[Recorded data]
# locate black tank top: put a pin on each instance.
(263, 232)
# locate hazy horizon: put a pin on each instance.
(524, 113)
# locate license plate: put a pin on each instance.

[TASK BRIEF] Lay out every one of the rows above as a numbered list, leaving out any blank lines.

[TASK RESULT]
1. # locate black tank top: put a pin on each instance.
2. (263, 232)
3. # locate hazy horizon: put a pin on each instance.
4. (524, 113)
5. # locate license plate: put a pin on each instance.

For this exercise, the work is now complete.